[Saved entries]
[Begin]

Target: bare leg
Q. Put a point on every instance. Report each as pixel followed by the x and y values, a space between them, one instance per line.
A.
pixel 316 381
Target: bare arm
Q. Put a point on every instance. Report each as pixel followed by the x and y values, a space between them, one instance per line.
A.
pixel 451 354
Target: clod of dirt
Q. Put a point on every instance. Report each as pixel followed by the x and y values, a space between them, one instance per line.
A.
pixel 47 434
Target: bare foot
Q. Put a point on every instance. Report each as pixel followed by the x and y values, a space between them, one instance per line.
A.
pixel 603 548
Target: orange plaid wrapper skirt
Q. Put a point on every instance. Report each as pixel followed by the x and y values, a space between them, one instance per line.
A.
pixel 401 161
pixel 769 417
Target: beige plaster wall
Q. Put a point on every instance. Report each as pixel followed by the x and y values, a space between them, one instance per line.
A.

[End]

Reproduce the data word for word, beginning at the line that contains "Target: clod of dirt", including that line, and continuing through the last line of the data.

Target: clod of dirt
Q. Put a point on every instance. Report each as pixel followed by the x and y values, a space between them, one instance per line.
A.
pixel 47 434
Target: bare foot
Q. Put a point on every instance. Report each as pixel followed by the x and y values, a space between them, one instance per line.
A.
pixel 603 548
Target: orange plaid wrapper skirt
Q. Put a point on every instance. Report each as pixel followed by the x and y values, a space between them, one instance per line.
A.
pixel 401 161
pixel 769 417
Target: beige plaster wall
Q. Put a point on every instance. Report each as pixel followed by the x and y values, a space between them, one instance per line.
A.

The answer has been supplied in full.